DATA SUPPLIED section start

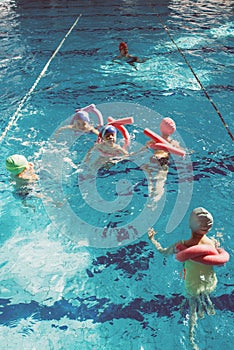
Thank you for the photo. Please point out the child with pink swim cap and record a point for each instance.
(125, 56)
(157, 168)
(81, 122)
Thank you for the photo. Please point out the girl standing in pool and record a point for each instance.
(200, 279)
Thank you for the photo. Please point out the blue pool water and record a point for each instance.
(83, 275)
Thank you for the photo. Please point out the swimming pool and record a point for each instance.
(55, 293)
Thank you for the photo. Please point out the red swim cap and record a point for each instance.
(123, 45)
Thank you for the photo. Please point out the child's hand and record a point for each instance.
(151, 233)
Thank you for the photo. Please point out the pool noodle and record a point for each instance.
(122, 121)
(162, 144)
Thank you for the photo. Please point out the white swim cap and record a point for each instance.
(200, 220)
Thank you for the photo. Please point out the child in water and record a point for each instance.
(22, 173)
(107, 147)
(125, 56)
(157, 168)
(80, 122)
(200, 279)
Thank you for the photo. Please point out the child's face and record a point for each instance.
(110, 137)
(81, 124)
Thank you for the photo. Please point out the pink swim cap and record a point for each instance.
(167, 126)
(123, 45)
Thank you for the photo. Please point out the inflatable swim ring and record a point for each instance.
(161, 143)
(202, 253)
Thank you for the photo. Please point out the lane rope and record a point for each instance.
(13, 119)
(196, 77)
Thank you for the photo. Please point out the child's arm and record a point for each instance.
(165, 251)
(63, 128)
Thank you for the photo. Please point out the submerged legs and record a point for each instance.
(197, 308)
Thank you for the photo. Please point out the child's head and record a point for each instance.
(109, 132)
(81, 119)
(200, 221)
(167, 126)
(123, 48)
(16, 164)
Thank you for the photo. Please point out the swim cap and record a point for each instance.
(167, 126)
(82, 115)
(16, 164)
(110, 129)
(123, 45)
(200, 220)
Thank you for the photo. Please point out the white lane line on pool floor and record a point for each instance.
(13, 119)
(196, 77)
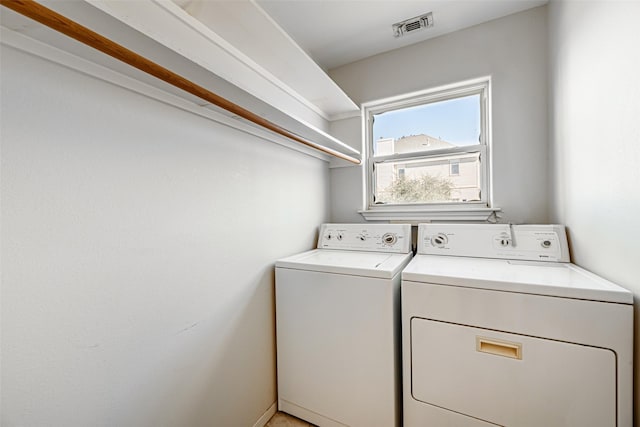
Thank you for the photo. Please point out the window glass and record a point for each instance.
(428, 149)
(436, 125)
(428, 180)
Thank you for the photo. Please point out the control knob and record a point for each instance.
(439, 240)
(389, 239)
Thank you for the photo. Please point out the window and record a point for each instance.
(454, 167)
(427, 153)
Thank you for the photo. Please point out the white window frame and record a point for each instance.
(477, 210)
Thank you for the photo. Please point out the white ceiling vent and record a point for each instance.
(413, 24)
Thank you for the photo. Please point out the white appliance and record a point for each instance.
(500, 329)
(338, 326)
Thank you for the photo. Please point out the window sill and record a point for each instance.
(423, 215)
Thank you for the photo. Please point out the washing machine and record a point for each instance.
(499, 328)
(338, 326)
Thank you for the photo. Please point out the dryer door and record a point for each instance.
(510, 379)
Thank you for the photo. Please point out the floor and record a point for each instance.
(280, 419)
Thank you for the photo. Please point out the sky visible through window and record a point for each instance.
(455, 120)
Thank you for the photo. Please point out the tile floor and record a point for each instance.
(280, 419)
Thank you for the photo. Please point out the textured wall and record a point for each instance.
(138, 244)
(513, 51)
(595, 138)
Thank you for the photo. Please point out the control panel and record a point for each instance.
(505, 241)
(394, 238)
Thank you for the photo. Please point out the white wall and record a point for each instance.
(595, 138)
(138, 243)
(513, 50)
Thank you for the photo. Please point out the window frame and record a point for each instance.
(476, 210)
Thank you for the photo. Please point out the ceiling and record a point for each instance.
(338, 32)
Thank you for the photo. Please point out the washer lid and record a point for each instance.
(540, 278)
(369, 264)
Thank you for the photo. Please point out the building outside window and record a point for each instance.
(428, 152)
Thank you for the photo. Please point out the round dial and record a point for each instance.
(439, 240)
(389, 238)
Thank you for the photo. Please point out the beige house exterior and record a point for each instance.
(461, 170)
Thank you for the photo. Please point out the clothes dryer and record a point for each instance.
(500, 329)
(338, 326)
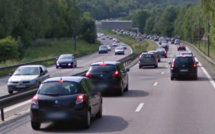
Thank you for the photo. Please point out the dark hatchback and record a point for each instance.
(66, 60)
(109, 76)
(184, 66)
(66, 98)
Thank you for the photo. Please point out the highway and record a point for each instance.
(153, 105)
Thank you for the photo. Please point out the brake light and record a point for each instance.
(80, 99)
(102, 64)
(116, 74)
(88, 75)
(34, 100)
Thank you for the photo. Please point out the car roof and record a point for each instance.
(65, 78)
(106, 62)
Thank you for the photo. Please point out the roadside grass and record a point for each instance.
(137, 47)
(50, 49)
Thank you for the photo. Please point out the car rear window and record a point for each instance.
(103, 68)
(179, 61)
(59, 88)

DATA SUPPLIED section end

▶ _PROBLEM_
Print every line of the material exactly as written, but drop the pictures.

▶ _RESULT OF THIS TASK_
Thank you for the photo. Please point out the child with pink swim cap and record a point for each instance.
(125, 56)
(157, 168)
(81, 122)
Thank you for the photo. Please point out the girl standing in pool and record a point for each instance.
(200, 279)
Thank you for the photo. Please point out the blue pool water and record a point for each instance.
(83, 275)
Thank you for the photo. Please point out the swimming pool and record a point for each instance.
(55, 293)
Thank you for the photo. Please point out the red swim cap and record a point for each instance.
(123, 45)
Thank you for the photo. Please point out the child's hand and record a point for each instance.
(151, 233)
Thank you for the photo. Please point out the pool noodle and record a point for each instance.
(122, 121)
(162, 144)
Thank you for the photo. Please point out the white swim cap and record a point for each instance.
(200, 220)
Thank you for the photo. Please point out the child in water and record a point for each instance.
(22, 173)
(107, 147)
(125, 56)
(157, 168)
(80, 122)
(200, 279)
Thank you for the photo. Please point out the child's face and record a point for each instance.
(110, 137)
(81, 124)
Thank you for the photo. Please point out the pink swim cap and record a point for each instance.
(167, 126)
(123, 45)
Thank you for the photo. Please point out the inflatable swim ring and record a point for each instance.
(161, 143)
(202, 253)
Thank you for the photo. Please point out the lane rope and record a point for each instance.
(13, 119)
(196, 77)
Thank you for the photo. Please point out the child's arm and record a point for each instance.
(165, 251)
(63, 128)
Thank you for the photo. Please point out the submerged legs and record a point for each instance.
(197, 308)
Thank you for the photo. Please point out the child's head and record a point for each instance.
(109, 132)
(81, 119)
(200, 221)
(167, 126)
(123, 48)
(16, 164)
Thank you for the photo. Please point out the swim cap and record a point for each instance.
(167, 126)
(82, 115)
(16, 164)
(110, 129)
(123, 45)
(200, 220)
Thank you for the photo. Please point out the white lane line on pool floor and record a point for each instance.
(13, 119)
(196, 77)
Thank you for the photo. Please point out the window glass and record a point for each instance.
(428, 149)
(436, 125)
(428, 180)
Thank you for the photo. Please point out the control knob and record a point for each instance.
(439, 240)
(389, 239)
Thank you for the photo. Please point out the window and record a point for each instance.
(454, 167)
(427, 153)
Thank you for the photo. Please point out the white window frame and record a point for each instance.
(477, 210)
Thank you for the photo. Please point out the white ceiling vent and record a point for each instance.
(413, 24)
Thank you for the photo. Please point out the white appliance and record a point for each instance.
(500, 329)
(338, 326)
Thank you for the photo. Please point out the window sill and record a point for each instance.
(423, 215)
Thank you for the photo. Please point out the washing machine and record a point for each instance.
(499, 328)
(338, 326)
Thank you for the photo. Please point out the dryer door and record a point for each instance.
(510, 379)
Thank you for the photo. Please point out the floor and record a point for each instance.
(280, 419)
Thank you for the photo. Please point out the sky visible through window and record a point for each instance.
(455, 120)
Thank you for the photo. Please point out the tile floor and record a point for each instance.
(280, 419)
Thank you for the photo. Please point out the textured wall and record a point for each instance.
(138, 244)
(513, 51)
(595, 138)
Thank you for the photo. Please point out the control panel and record a point for each instance.
(505, 241)
(394, 238)
Thank you for the photo. Please point out the white wall and record a point for each instance.
(595, 138)
(138, 243)
(513, 50)
Thank you for the photo. Please point out the window frame and record a point for each instance.
(476, 210)
Thank you for the photo. Please point out the ceiling and record a point for each instance.
(338, 32)
Thank you for the photo. Please point out the washer lid and record a point for each instance.
(540, 278)
(369, 264)
Thank you for the photo. Please point out the building outside window and record a point for each instance.
(428, 152)
Thank you for the photo. Please point out the round dial and record a point for each instance.
(439, 240)
(389, 238)
Thank you for the photo. Please point out the beige house exterior and record a point for each instance.
(461, 170)
Thank you for the photo. Please point out the clothes dryer and record a point for each instance.
(500, 329)
(338, 326)
Thank you for the photo. Please point out the dark hatchback and record a point for each instance.
(66, 60)
(109, 76)
(184, 66)
(66, 98)
Thank you for the photo. Please point out the highway and record a point for each instance.
(153, 105)
Thank you for the photo. Please point out the brake light and record a point for each instance.
(80, 99)
(102, 64)
(116, 74)
(88, 75)
(34, 100)
Thank you for the photo. Please point out the car roof and record a point for each instance.
(65, 78)
(106, 62)
Thank you for the photo. Please point out the roadside grass and record a point for each instance.
(137, 47)
(50, 49)
Thank you for the photo. Please point out the car rear window and record a point for each instance.
(103, 68)
(179, 61)
(59, 88)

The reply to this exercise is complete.